## [SOURCE TEXT]
==========
My Canvas: March 2015

This was a 3-day assignment that I worked on while I was in the Analytics program at Northwestern University. It is an implementation of the Multinomial Naive Bayes Algorithm in Java. Text Analytics was by far my favorite course at the program and I thoroughly enjoyed working on this one. Hope you guys like it and is helpful. Suggestions/comments/criticism are welcome!

Problem: Classify books based on their Title name, Author Name, and Content into pre-defined categories. The categories were:

AMERICANHISTORY

BIOLOGY

COMPUTERSCIENCE

CRIMINOLOGY

ENGLISH

MANAGEMENT

MARKETING

NURSING

SOCIOLOGY

Input data format:
First line contains N, H where N = number of training data records and
H = list of headers. N lines of training data will follow this. Each
field in N lines is tab separated. The next line will have M, H where
M = number of test data records and H = list of headers. M lines of
test data will follow this, each field in a line is tab separated.

Training data has following columns:
categoryLabel, bookID, bookTitle, bookAuthor

Test data has following columns:
bookID, bookTitle, bookAuthor

Example of training data:

N=3 H=[categoryLabel, bookID, bookTitle, bookAuthor]
AMERICAN HISTORY b9418230 American History Survey Brinkley, Alan
SOCIOLOGY b16316063 Life In Society Henslin, James M.
ENGLISH b14731993 Reading for Results Flemming, Laraine E.
==========
## [RECORD SET]
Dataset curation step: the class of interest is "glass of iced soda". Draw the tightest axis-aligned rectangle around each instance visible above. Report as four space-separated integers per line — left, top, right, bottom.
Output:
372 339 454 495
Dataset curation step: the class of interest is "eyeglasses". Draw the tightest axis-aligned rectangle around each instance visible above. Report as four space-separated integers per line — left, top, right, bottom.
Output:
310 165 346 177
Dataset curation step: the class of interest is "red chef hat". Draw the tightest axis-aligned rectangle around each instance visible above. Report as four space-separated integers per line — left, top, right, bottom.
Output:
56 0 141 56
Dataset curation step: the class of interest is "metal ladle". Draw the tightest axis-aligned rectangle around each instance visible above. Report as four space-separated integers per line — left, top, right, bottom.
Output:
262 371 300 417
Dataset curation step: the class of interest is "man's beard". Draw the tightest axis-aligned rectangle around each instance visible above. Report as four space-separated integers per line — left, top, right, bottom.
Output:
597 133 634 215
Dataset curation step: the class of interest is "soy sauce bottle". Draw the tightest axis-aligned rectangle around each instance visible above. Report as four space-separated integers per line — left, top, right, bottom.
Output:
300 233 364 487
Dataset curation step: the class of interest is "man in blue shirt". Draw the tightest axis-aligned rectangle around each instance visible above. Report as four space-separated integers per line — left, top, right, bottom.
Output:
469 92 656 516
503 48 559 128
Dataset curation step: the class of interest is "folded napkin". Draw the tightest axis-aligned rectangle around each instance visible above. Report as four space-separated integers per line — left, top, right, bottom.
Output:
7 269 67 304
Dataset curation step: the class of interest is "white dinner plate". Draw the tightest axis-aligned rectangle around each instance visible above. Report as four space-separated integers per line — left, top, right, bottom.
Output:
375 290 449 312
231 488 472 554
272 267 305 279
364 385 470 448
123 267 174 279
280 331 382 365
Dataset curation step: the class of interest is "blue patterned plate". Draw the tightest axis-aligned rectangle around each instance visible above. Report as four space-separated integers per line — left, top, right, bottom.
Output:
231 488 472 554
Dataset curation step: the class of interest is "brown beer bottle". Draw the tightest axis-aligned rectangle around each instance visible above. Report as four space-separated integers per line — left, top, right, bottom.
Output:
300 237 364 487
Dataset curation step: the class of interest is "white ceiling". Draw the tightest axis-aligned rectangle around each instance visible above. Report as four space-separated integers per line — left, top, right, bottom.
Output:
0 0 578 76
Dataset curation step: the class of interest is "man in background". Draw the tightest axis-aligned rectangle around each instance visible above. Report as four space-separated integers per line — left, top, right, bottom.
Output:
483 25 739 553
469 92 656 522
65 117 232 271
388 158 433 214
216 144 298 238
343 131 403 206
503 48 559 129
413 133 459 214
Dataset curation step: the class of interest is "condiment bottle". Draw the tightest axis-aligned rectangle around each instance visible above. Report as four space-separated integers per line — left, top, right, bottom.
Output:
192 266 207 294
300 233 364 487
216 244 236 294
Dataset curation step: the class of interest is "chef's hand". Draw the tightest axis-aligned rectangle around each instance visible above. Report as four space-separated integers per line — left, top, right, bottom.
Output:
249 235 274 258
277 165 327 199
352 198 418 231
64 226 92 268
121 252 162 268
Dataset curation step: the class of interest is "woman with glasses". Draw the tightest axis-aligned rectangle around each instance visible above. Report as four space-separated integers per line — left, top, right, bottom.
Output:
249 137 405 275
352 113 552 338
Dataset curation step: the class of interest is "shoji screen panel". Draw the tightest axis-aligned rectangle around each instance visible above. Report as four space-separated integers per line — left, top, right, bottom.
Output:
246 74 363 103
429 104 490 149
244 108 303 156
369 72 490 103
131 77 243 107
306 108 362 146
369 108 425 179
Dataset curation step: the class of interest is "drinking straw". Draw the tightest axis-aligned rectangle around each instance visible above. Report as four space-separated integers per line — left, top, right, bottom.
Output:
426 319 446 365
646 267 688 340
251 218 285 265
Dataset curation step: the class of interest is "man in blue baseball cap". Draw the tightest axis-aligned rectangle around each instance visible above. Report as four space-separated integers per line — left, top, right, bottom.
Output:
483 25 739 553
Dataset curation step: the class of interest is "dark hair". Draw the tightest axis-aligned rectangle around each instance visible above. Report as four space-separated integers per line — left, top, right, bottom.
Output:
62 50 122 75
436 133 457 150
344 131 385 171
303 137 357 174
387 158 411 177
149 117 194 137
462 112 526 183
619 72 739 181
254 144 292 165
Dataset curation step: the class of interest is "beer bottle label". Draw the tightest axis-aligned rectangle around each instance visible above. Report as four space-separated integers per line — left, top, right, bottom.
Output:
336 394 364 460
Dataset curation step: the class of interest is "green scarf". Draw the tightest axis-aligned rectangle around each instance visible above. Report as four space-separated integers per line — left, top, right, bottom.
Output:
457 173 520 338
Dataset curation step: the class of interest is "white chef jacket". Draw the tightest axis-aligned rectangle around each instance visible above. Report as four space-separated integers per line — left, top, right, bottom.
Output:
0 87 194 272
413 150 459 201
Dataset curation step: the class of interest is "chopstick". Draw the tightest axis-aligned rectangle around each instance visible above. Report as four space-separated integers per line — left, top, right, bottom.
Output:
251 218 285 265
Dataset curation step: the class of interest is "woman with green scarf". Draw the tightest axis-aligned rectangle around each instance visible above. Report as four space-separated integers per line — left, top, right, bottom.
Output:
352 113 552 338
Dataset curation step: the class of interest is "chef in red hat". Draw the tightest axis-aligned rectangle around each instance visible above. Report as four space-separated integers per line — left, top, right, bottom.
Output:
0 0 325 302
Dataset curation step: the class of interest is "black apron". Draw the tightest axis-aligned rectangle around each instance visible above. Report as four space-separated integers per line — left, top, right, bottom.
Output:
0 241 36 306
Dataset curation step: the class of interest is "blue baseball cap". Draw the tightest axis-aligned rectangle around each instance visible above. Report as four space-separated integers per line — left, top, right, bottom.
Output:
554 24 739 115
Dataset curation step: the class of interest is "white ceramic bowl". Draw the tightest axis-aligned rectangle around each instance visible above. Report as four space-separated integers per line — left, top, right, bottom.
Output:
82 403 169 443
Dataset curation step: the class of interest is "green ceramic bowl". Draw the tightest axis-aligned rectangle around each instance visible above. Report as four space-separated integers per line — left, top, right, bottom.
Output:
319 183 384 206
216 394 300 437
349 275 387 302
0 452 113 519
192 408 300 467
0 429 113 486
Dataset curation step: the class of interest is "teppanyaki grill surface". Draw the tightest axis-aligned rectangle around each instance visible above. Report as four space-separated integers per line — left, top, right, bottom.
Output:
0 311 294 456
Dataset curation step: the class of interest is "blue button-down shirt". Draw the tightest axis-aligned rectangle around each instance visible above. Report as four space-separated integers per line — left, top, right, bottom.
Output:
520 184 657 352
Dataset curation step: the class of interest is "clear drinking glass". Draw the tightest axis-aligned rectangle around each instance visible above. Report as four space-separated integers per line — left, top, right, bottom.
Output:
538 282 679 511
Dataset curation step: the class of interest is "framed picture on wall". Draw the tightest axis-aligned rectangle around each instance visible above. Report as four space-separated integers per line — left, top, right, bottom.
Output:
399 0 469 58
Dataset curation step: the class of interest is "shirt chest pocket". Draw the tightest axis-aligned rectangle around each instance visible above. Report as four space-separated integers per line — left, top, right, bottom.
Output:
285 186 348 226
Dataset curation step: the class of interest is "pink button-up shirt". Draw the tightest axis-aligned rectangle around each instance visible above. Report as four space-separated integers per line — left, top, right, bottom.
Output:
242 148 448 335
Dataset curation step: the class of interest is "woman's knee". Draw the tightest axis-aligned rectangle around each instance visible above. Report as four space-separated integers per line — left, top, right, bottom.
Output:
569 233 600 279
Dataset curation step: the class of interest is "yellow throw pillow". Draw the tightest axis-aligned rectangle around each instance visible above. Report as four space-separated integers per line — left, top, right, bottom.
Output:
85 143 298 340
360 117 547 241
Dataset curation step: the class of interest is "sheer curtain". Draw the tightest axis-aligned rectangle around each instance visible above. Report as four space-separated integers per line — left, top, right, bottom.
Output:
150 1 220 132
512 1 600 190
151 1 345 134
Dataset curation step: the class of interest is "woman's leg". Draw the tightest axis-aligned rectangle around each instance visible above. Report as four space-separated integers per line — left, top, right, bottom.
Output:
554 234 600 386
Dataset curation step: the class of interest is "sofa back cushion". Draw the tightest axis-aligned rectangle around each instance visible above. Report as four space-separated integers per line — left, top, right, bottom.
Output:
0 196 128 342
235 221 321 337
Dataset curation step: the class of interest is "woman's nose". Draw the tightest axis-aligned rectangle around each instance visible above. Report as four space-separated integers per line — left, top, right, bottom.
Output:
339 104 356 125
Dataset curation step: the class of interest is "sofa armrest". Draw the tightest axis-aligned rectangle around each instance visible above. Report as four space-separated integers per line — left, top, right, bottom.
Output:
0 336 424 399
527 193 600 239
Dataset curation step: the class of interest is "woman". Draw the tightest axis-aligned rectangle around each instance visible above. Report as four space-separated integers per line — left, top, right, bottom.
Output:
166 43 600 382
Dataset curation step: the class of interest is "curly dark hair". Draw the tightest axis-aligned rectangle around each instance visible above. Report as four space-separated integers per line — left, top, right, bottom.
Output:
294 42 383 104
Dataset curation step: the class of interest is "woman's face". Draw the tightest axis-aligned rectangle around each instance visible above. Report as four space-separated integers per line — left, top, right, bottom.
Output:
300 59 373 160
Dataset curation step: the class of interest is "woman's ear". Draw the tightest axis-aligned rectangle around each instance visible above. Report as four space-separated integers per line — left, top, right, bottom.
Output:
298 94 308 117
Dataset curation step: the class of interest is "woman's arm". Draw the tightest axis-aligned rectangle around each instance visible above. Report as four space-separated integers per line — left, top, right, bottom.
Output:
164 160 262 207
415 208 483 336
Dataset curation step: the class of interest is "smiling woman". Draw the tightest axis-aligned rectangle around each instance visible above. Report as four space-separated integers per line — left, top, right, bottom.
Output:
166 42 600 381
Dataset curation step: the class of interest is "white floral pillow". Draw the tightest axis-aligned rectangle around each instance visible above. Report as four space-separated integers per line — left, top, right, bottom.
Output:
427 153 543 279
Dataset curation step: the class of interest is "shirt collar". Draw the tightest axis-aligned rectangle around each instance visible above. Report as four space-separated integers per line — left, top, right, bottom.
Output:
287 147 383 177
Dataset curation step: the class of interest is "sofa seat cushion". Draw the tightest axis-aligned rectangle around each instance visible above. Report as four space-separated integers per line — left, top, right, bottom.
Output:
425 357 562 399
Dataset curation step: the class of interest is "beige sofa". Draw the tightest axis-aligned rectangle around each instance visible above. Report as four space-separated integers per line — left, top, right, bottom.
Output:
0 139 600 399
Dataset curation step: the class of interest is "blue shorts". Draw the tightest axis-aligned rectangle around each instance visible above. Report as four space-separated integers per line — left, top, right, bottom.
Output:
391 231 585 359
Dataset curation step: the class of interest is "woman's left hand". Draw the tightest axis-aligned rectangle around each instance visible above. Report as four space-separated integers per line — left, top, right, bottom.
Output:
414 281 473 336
==========
## [GOAL OF THE EXERCISE]
In the book classification post above, write out everything between "Example of training" and "Henslin, James M.", inclusive, substituting "bookName" for "bookTitle".

## [ANSWER SPACE]
Example of training data:

N=3 H=[categoryLabel, bookID, bookName, bookAuthor]
AMERICAN HISTORY b9418230 American History Survey Brinkley, Alan
SOCIOLOGY b16316063 Life In Society Henslin, James M.